#### EXERCISE INSTRUCTIONS:
Reproduce each of the following records word for word, keeping every line unchanged.
* * * *
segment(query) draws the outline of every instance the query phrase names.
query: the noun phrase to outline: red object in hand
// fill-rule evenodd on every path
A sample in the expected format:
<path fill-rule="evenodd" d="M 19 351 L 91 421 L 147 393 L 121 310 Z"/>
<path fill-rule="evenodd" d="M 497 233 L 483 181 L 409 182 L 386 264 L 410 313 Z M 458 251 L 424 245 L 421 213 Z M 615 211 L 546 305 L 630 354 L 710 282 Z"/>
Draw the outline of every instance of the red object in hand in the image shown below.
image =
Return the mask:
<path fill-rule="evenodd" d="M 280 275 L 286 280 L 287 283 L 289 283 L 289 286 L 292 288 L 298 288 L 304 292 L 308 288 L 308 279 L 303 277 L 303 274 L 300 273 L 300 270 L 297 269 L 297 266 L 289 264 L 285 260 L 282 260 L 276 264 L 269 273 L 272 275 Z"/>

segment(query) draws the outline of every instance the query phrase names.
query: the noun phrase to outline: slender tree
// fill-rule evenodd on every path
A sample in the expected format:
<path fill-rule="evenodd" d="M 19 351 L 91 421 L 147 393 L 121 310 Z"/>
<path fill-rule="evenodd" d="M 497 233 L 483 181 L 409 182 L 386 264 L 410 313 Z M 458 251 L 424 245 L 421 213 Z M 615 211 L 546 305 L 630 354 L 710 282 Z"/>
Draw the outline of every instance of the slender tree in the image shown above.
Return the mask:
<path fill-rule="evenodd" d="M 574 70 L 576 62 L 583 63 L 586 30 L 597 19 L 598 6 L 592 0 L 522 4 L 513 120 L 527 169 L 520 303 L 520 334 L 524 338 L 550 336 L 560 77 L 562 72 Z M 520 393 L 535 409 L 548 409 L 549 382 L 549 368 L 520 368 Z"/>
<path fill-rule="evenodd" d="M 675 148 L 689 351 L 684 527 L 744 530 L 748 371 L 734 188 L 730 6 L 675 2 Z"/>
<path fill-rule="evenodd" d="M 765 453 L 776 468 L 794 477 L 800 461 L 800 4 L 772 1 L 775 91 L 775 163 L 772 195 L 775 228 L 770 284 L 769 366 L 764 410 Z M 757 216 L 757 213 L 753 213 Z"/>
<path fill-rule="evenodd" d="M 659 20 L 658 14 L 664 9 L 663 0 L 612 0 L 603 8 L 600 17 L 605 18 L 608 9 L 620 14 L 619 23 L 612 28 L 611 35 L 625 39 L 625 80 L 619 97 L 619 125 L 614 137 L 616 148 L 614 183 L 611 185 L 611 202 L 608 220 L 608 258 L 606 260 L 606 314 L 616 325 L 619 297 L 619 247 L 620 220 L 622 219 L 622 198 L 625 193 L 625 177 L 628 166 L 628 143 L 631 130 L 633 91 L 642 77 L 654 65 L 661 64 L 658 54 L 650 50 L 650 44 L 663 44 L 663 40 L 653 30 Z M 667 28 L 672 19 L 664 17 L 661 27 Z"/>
* * * *
#### RESULT:
segment(query) draws the outline of every instance the query phrase names.
query: the noun phrase to outline: red object in hand
// fill-rule evenodd on every path
A sample in the expected format:
<path fill-rule="evenodd" d="M 19 351 L 91 421 L 147 393 L 121 310 Z"/>
<path fill-rule="evenodd" d="M 497 233 L 483 181 L 409 182 L 386 264 L 410 313 Z M 458 251 L 424 245 L 421 213 Z M 615 211 L 546 305 L 630 354 L 710 282 Z"/>
Draw the outline of every instance of the red object in hand in the image shown below.
image =
Return the mask:
<path fill-rule="evenodd" d="M 280 275 L 286 280 L 287 283 L 289 283 L 289 286 L 292 288 L 298 288 L 304 292 L 308 288 L 308 279 L 303 277 L 303 274 L 300 273 L 300 270 L 297 269 L 297 266 L 289 264 L 285 260 L 282 260 L 276 264 L 269 273 L 272 275 Z"/>

segment(query) draws the outline of every instance the query phrase names.
query: the noun phrase to outline: slender tree
// fill-rule evenodd on every path
A sample in the expected format:
<path fill-rule="evenodd" d="M 19 351 L 91 421 L 147 393 L 121 310 Z"/>
<path fill-rule="evenodd" d="M 497 233 L 483 181 L 409 182 L 386 264 L 410 313 Z M 458 251 L 424 245 L 421 213 Z M 615 211 L 546 305 L 630 354 L 710 282 Z"/>
Draw the outline of every instance of the slender tree in the image shown above.
Return the mask:
<path fill-rule="evenodd" d="M 574 70 L 576 62 L 583 63 L 586 30 L 597 19 L 598 6 L 592 0 L 522 4 L 513 120 L 527 169 L 520 303 L 520 334 L 524 338 L 550 336 L 560 77 L 562 72 Z M 520 393 L 535 409 L 548 409 L 549 382 L 549 368 L 520 368 Z"/>
<path fill-rule="evenodd" d="M 675 148 L 689 351 L 684 527 L 744 530 L 748 371 L 734 188 L 730 6 L 675 2 Z"/>
<path fill-rule="evenodd" d="M 765 453 L 776 468 L 794 477 L 800 461 L 800 4 L 772 1 L 775 91 L 775 163 L 772 195 L 775 228 L 770 284 L 769 366 L 764 410 Z M 757 216 L 757 213 L 753 213 Z"/>
<path fill-rule="evenodd" d="M 659 20 L 658 14 L 664 9 L 663 0 L 612 0 L 603 8 L 600 17 L 605 18 L 608 9 L 620 14 L 619 23 L 612 28 L 611 35 L 625 39 L 625 80 L 619 97 L 619 125 L 614 137 L 616 148 L 614 183 L 611 185 L 611 202 L 608 220 L 608 258 L 606 260 L 606 314 L 616 325 L 619 297 L 619 247 L 620 220 L 622 219 L 622 198 L 625 193 L 625 177 L 628 166 L 628 143 L 631 130 L 633 91 L 642 77 L 654 65 L 661 64 L 658 54 L 650 50 L 650 44 L 663 44 L 663 40 L 653 30 Z M 667 28 L 672 19 L 664 17 L 661 27 Z"/>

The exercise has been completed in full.